- Consignes de l'exercice -
(a) Dans la critique, relevez toutes les activités attribuées à Philippe Blasband.
(b) Expliquez pourquoi la critique estime que le premier long métrage de Pierre-Paul Renders n'est pas tant que ça un film d'anticipation.
(c) Poursuivez la critique du film après sa dernière phrase.

- Texte fourni -
────────────────────────────────────────
Critique
Pierre-Paul Renders a à son actif quatre documentaires tournés pour Médecins sans frontières. Son premier long métrage est un film d'anticipation (pas tant que ça, au fond: nous y sommes quasiment déjà), sur un scénario de Philippe Blasband, romancier, nouvelliste, écrivain et metteur en scène de théâtre, scénariste de UNE LIAISON PORNOGRAPHIQUE notamment).
Entièrement en caméra subjective, le dernier plan mis à part, le film nous conte l'histoire de Thomas Thomas, agoraphobe profond qui, depuis huit ans, n'est pas sorti de son appartement et n'y a laissé entrer personne. Il survit grâce au visiophone, à la domotique, à l'e-shopping, à tous les moyens virtuels offerts par les autoroutes de l'information. Son handicap psychique le met au bénéfice de prestations étendues de sa compagnie d'assurances: assistance sociale et psychologique, rente d'invalidité, etc.
────────────────────────────────────────
- Les données -
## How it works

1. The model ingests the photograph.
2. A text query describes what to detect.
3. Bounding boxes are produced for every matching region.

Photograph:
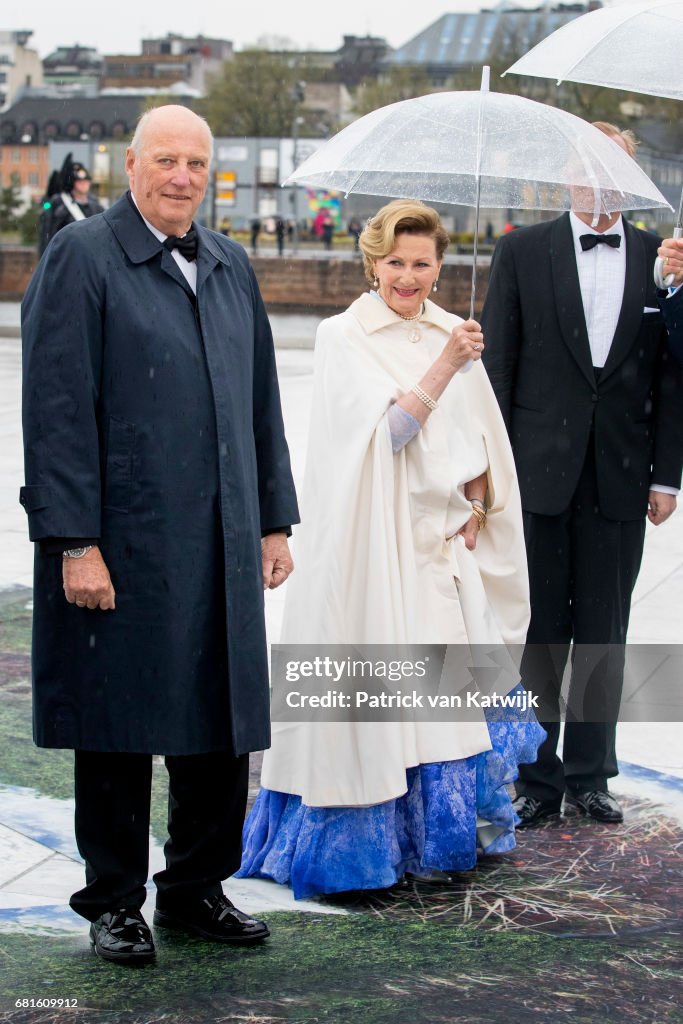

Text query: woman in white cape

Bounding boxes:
[239,200,545,898]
────────────────────────────────────────
- Corrigé -
(a) Romancier, nouvelliste, écrivain, metteur en scène de théâtre, scénariste.

(b) Selon la critique, la situation que montre le film est presque déjà la nôtre : « nous y sommes quasiment déjà ».

(c)
Pendant toute la durée du film, le spectateur se sent donc dans la peau de Thomas, dont il n'entend que la voix off (l'acteur n'apparaît qu'à la toute fin, vu de dos et à contre-jour...), et a l'impression de se trouver face à un écran cathodique, avec le statisme de la webcam et les défauts de balayage que cela peut comporter.
On commence par une séquence de cybersexe, brillamment animée par le Studio Sparx (lequel s'est déjà illustré dans MA VIE EN ROSE et CRYING FREEMAN), où l'on voit une ravissante créature virtuelle, costumée en groom comme Spirou - le film n'est-il pas belge?... - répondre aux fantasmes de Thomas.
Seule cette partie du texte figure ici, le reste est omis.